— BEGIN Recorded information —
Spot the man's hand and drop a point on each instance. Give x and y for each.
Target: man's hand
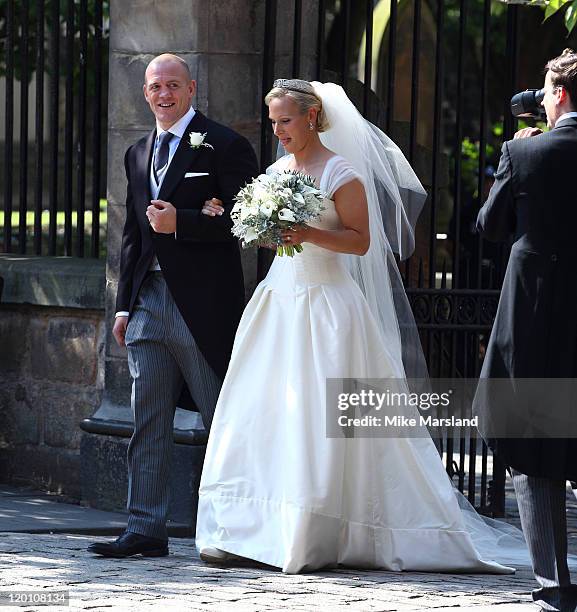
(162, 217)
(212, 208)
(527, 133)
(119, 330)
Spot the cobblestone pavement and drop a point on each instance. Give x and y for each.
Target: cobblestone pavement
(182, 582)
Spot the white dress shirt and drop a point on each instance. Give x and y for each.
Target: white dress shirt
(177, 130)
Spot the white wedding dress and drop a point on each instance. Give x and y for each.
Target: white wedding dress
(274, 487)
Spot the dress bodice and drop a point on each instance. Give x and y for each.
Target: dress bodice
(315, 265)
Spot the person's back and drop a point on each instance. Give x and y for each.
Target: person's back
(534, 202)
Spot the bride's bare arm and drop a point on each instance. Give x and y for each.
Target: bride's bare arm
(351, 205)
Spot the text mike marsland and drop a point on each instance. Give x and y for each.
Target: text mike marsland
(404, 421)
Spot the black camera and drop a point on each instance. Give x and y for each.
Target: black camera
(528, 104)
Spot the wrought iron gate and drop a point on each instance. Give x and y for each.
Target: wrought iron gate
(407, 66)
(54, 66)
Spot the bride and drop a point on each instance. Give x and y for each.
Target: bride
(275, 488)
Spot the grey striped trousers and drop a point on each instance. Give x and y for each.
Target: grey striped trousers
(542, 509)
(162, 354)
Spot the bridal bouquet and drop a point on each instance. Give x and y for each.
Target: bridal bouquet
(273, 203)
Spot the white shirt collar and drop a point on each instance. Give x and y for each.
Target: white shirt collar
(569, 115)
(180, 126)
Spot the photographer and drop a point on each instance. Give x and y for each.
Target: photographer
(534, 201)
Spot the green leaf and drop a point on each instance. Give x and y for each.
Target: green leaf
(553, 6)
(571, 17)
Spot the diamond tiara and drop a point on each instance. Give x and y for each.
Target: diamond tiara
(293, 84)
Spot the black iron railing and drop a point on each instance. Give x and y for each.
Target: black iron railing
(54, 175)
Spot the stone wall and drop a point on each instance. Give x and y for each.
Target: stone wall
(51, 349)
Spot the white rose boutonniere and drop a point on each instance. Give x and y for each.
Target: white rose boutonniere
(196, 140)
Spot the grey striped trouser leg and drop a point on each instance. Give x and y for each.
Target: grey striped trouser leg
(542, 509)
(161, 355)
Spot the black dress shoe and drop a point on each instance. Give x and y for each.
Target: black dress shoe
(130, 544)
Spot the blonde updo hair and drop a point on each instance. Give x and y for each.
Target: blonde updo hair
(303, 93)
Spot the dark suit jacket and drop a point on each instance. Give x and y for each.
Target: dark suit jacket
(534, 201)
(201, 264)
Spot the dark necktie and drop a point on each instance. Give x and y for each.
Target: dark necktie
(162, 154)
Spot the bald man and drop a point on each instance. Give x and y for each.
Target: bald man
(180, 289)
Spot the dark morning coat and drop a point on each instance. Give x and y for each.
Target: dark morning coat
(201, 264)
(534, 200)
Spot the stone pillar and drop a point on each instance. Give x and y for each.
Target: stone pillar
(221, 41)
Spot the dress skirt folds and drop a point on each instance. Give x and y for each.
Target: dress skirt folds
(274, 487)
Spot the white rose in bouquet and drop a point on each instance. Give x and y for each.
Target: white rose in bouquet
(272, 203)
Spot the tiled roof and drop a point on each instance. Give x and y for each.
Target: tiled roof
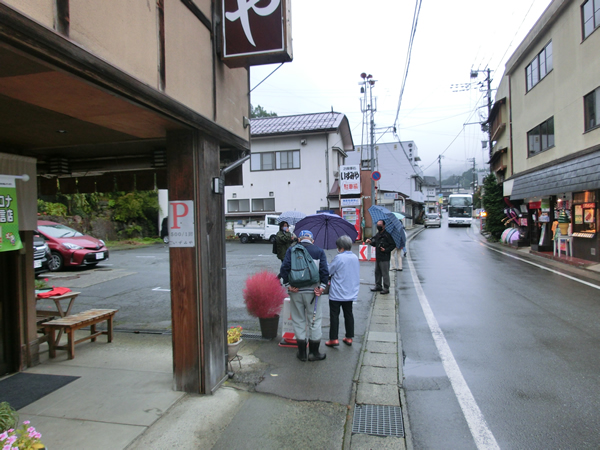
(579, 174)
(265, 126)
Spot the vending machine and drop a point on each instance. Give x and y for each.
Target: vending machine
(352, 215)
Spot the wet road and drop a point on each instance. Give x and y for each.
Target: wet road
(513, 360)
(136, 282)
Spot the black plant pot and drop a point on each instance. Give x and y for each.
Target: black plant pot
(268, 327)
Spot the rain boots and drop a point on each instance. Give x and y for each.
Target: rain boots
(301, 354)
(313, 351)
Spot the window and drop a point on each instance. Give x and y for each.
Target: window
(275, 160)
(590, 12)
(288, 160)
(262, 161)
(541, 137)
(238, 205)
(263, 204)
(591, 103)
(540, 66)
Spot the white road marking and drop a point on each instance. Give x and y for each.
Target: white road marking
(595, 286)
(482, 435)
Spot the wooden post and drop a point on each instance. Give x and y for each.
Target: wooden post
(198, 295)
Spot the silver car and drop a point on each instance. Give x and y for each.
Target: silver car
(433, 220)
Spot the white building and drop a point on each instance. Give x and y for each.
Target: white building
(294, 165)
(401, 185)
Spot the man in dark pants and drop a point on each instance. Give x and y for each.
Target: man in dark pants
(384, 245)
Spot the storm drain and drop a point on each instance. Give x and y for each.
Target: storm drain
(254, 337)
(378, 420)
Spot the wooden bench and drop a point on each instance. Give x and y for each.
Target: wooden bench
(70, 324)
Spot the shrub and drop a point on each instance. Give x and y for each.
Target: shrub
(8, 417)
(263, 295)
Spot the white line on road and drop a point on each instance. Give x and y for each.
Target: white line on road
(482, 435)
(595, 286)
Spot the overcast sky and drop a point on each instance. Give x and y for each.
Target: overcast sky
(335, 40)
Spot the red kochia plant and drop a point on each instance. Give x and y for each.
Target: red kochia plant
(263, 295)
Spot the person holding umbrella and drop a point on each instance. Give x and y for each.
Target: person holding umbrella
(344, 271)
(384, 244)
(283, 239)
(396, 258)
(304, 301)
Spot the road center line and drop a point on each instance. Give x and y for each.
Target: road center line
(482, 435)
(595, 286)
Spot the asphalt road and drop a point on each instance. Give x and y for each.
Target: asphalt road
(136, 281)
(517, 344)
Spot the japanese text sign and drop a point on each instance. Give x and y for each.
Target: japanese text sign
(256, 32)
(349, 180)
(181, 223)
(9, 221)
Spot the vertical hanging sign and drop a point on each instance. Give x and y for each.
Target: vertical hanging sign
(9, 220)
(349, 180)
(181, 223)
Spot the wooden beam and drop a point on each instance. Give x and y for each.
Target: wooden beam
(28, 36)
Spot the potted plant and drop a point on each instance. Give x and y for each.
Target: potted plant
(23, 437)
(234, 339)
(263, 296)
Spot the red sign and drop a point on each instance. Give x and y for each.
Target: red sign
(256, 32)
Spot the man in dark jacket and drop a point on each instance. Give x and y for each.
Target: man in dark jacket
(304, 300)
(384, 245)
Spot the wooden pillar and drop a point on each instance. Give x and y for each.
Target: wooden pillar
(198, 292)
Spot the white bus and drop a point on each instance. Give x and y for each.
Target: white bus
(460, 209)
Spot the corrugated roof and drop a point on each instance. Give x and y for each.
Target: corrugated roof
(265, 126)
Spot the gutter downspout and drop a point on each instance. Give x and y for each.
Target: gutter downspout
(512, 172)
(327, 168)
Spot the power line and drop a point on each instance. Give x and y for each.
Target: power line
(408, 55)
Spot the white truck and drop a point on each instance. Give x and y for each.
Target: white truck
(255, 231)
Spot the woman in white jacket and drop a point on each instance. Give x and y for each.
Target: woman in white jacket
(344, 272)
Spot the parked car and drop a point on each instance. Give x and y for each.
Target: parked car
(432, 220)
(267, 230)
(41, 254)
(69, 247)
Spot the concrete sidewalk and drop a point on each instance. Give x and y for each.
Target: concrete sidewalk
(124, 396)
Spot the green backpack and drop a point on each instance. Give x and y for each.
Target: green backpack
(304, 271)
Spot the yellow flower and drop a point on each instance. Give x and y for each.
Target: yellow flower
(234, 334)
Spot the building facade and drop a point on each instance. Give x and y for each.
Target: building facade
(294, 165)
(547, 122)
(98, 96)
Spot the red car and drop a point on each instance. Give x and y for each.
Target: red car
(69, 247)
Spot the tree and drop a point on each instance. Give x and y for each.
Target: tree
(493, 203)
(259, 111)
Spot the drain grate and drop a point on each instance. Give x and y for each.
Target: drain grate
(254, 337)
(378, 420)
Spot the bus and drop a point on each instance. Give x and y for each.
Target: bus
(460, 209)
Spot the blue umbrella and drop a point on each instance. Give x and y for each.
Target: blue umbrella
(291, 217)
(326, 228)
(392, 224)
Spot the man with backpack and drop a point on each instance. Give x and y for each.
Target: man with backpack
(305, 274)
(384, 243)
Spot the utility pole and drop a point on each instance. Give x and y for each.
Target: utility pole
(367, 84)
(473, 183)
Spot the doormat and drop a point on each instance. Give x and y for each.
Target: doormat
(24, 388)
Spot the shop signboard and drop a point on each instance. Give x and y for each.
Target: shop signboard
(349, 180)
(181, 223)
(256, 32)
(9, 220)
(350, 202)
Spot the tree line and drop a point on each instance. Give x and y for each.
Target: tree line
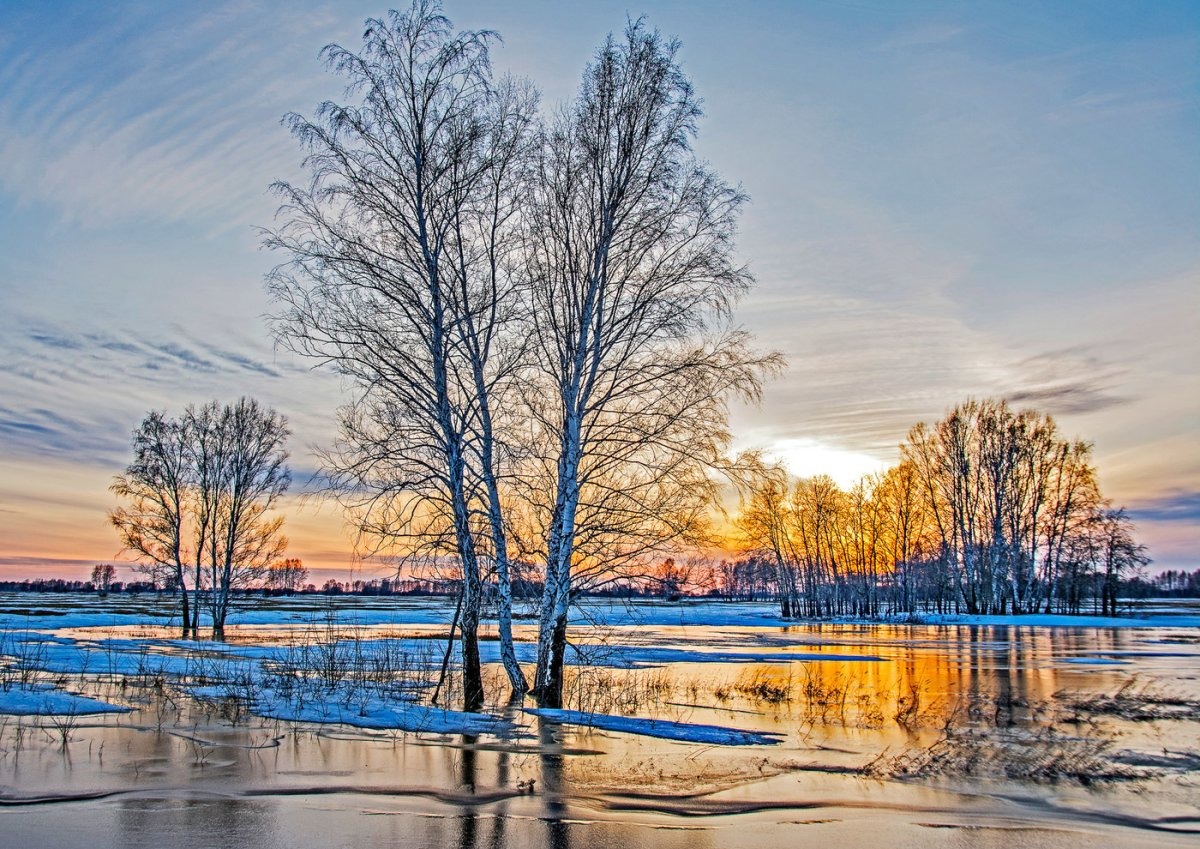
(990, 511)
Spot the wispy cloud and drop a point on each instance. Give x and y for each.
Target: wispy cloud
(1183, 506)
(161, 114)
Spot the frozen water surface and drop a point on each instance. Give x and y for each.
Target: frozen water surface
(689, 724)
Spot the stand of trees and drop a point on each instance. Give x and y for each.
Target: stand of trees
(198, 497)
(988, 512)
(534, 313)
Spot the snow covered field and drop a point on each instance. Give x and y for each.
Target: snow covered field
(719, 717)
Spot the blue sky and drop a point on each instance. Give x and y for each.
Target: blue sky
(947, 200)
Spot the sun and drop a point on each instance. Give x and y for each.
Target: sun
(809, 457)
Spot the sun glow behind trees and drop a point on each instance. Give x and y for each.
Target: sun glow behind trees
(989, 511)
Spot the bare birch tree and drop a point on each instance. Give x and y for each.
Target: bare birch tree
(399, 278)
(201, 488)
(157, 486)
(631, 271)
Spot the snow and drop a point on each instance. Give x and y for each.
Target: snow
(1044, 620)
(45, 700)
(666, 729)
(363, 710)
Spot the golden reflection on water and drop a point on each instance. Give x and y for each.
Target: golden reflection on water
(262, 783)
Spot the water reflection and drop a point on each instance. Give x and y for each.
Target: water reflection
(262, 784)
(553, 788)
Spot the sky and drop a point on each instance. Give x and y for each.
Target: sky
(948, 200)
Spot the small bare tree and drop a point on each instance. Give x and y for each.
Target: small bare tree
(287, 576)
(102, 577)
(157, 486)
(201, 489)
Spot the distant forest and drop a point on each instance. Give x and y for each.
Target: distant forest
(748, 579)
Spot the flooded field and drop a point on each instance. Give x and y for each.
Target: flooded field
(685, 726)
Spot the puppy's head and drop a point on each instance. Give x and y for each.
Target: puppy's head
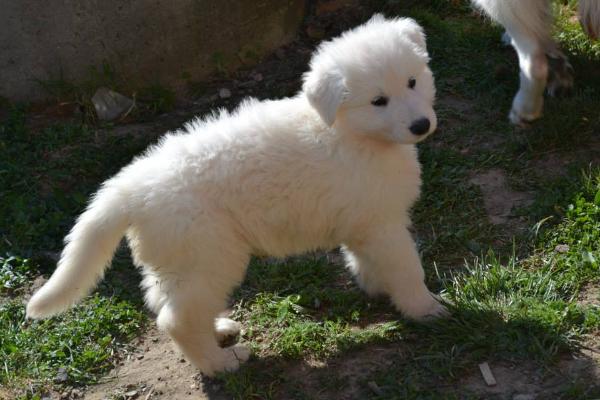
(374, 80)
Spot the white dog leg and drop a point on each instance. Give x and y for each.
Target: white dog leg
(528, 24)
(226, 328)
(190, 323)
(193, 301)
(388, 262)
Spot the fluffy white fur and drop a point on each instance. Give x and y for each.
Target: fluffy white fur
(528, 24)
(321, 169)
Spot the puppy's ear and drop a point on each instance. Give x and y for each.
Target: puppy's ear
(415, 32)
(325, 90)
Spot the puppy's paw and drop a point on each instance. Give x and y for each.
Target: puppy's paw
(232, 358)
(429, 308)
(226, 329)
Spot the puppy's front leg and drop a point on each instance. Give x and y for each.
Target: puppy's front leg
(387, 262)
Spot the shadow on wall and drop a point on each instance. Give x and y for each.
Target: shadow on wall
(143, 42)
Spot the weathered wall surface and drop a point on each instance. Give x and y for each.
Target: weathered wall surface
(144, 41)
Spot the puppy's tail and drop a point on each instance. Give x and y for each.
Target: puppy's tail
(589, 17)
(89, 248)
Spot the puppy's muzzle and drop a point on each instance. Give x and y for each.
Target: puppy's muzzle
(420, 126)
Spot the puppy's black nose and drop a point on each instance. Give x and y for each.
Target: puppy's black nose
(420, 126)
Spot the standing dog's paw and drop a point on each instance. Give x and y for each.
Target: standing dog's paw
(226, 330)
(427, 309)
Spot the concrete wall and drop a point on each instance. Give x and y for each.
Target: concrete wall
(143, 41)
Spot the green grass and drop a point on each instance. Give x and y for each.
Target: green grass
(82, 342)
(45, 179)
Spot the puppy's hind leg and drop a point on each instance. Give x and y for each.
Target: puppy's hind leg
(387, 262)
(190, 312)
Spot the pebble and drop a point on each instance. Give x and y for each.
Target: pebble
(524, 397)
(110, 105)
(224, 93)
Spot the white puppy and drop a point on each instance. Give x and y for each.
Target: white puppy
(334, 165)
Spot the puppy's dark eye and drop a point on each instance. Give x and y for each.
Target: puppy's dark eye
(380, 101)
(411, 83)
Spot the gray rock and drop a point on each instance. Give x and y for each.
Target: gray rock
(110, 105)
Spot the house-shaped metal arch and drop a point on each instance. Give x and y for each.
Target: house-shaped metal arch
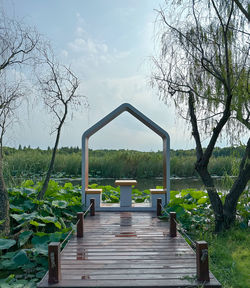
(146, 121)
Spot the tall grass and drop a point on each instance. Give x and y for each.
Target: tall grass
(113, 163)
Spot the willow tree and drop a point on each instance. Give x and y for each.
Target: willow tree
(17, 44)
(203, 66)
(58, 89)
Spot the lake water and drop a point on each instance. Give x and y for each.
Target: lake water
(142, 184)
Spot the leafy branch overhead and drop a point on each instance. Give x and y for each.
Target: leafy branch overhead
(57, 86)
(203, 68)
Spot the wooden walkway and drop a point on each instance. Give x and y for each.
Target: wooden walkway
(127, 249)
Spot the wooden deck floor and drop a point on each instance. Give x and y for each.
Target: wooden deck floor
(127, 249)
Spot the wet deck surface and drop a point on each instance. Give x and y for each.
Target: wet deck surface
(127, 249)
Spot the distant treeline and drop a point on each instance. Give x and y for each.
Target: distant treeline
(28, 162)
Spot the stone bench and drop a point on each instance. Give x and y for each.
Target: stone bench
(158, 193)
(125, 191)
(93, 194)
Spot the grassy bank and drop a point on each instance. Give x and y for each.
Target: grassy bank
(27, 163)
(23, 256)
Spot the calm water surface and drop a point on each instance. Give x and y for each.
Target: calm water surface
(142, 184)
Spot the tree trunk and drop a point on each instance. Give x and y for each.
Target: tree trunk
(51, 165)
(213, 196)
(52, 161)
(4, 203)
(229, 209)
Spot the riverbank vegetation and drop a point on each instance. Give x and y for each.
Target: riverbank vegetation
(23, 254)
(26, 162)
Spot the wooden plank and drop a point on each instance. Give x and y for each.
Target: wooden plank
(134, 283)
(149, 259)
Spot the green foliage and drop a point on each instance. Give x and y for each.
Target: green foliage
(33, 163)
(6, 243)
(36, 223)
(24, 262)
— END Recorded information —
**Exercise objective:**
Copy out exactly the lines from the line with "Spot the grassy" to the end of the listing, including both of those lines, and give nothing else.

**Correct result:**
Spot the grassy bank and drop a point on each instance. Give x and y for each.
Target: grassy bank
(27, 163)
(23, 256)
Spot the calm water surface and drop a point on each instance. Give x and y for each.
Target: calm water surface
(142, 184)
Spot the tree trunk and drop a point on each instance. Give x and y for each.
Target: tree trunk
(51, 165)
(213, 196)
(52, 161)
(4, 203)
(229, 209)
Spot the riverbank vegetation and drop a point on each instance. Give x and y for each.
Target: riverbank vegetation
(23, 254)
(26, 162)
Spot the wooden plank and drop a point on each instance. Give x and y for each.
Target: wooden plank
(134, 283)
(149, 259)
Spot the green foliage and drop a point on each instance. Give x and y for each.
Target: green foliage
(33, 163)
(6, 243)
(36, 223)
(24, 262)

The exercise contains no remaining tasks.